╭─ SOURCE RECORDS

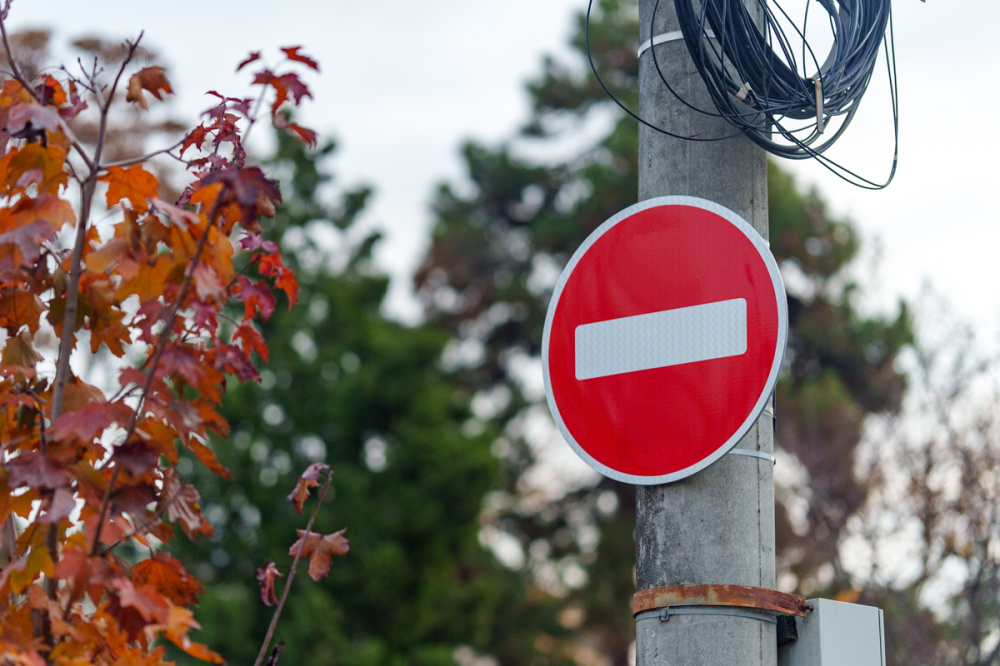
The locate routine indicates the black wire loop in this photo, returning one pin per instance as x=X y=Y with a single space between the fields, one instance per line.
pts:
x=786 y=102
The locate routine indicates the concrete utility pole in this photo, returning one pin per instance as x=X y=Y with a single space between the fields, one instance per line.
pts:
x=716 y=527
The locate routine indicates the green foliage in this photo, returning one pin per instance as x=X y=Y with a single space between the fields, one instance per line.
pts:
x=366 y=395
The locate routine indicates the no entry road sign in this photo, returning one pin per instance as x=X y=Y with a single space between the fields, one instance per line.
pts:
x=663 y=339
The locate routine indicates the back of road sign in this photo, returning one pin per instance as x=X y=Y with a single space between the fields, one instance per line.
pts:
x=663 y=339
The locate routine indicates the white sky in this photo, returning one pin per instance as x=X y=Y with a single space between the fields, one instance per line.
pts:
x=403 y=83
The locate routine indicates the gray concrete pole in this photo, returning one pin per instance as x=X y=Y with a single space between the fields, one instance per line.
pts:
x=718 y=525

╰─

*TASK STATEMENT:*
Each line that mentions the string "road" must be copied from the listing.

*FINISHED EXERCISE:*
The locate routine indicates the no entry road sign in this photo, returning one pin per instance as x=X y=Y with a single space between the fields, one instance per line.
The locate routine indicates the back of road sign in this photo, returning one pin per instance as x=X y=Y with a single space between the fields, one instance per line.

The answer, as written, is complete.